* Begin GIVEN ENTRIES *

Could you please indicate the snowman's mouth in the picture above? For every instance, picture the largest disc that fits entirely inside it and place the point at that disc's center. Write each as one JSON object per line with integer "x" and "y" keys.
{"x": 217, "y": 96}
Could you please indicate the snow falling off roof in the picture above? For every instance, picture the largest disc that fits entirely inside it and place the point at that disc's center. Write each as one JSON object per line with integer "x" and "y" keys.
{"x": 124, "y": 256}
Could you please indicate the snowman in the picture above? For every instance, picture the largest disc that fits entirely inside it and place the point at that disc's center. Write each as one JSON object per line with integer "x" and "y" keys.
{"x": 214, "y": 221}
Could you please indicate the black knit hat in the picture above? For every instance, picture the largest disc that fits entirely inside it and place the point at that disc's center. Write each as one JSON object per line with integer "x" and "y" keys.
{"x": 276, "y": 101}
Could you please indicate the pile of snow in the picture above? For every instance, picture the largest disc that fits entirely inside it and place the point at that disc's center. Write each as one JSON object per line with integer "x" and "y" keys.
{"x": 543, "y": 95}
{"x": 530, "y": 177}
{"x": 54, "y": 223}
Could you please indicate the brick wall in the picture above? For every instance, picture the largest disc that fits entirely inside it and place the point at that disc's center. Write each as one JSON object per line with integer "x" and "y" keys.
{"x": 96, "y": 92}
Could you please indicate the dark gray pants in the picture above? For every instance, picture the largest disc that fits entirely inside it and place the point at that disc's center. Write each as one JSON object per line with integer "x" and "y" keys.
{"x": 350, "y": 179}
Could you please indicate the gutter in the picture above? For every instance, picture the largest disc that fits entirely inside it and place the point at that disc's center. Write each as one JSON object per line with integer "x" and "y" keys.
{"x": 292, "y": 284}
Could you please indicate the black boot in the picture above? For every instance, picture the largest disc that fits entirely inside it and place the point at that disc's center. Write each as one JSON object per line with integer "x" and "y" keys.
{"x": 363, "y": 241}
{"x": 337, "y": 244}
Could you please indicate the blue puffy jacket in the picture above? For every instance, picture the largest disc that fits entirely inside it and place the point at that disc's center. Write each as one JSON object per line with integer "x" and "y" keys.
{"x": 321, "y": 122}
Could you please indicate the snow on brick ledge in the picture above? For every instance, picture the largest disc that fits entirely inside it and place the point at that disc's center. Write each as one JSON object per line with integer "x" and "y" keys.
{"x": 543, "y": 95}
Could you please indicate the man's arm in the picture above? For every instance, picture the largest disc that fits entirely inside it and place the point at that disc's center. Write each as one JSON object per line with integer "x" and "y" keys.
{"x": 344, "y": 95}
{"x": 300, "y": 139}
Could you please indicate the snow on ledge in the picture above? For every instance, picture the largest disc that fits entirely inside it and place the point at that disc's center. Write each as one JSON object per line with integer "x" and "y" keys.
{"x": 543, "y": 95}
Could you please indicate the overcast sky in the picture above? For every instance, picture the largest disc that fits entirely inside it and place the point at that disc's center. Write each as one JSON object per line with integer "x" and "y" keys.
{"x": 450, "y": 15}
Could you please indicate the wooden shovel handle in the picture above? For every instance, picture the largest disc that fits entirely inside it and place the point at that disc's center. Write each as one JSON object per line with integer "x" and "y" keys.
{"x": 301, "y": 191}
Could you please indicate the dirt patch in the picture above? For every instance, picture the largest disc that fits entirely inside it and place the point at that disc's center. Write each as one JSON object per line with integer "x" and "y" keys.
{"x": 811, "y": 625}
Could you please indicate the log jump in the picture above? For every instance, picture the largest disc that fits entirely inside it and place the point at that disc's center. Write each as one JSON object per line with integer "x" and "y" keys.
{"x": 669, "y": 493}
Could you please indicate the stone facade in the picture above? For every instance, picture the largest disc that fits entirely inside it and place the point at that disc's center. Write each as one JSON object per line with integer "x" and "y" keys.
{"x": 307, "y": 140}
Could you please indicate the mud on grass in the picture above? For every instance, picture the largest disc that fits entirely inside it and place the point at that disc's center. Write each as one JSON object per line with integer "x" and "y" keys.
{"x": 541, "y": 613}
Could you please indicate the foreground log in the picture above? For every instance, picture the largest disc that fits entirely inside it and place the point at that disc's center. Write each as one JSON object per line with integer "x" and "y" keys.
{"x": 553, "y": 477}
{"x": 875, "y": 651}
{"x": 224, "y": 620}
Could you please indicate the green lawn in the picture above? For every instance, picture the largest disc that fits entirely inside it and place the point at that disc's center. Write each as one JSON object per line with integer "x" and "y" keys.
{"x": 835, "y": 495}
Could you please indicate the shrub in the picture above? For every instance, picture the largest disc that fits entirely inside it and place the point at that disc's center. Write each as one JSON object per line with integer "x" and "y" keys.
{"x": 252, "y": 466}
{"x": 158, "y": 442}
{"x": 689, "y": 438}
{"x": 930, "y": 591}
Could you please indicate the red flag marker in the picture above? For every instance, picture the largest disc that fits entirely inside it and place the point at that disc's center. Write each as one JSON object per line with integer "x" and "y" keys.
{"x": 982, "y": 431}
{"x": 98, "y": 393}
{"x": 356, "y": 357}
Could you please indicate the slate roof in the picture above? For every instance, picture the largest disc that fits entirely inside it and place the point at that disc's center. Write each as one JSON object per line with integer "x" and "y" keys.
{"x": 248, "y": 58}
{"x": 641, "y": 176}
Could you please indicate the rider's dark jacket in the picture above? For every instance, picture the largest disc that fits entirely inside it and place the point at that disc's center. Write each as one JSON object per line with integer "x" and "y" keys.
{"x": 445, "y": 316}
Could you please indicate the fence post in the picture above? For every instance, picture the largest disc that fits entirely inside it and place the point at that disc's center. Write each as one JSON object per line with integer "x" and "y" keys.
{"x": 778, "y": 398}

* End GIVEN ENTRIES *

THE TASK -
Rewrite the data starting at the line containing "Could you please indicate the rider's" and ending at the close of the data, switching "dark jacket" to "black jacket" and leaving everything else unchanged.

THE RESULT -
Could you please indicate the rider's black jacket in the picture above? For every instance, picture the largest disc that fits entirely inside it and place the point at that disc's center. Write each as one JSON object per line with integer "x" and "y" keys.
{"x": 445, "y": 316}
Could you please indicate the fence post in the picture above? For every instance, picture the largest disc that fits entirely inside it and place the point at that disc's center. Write each as one JSON object per line with integer "x" and "y" keys.
{"x": 778, "y": 398}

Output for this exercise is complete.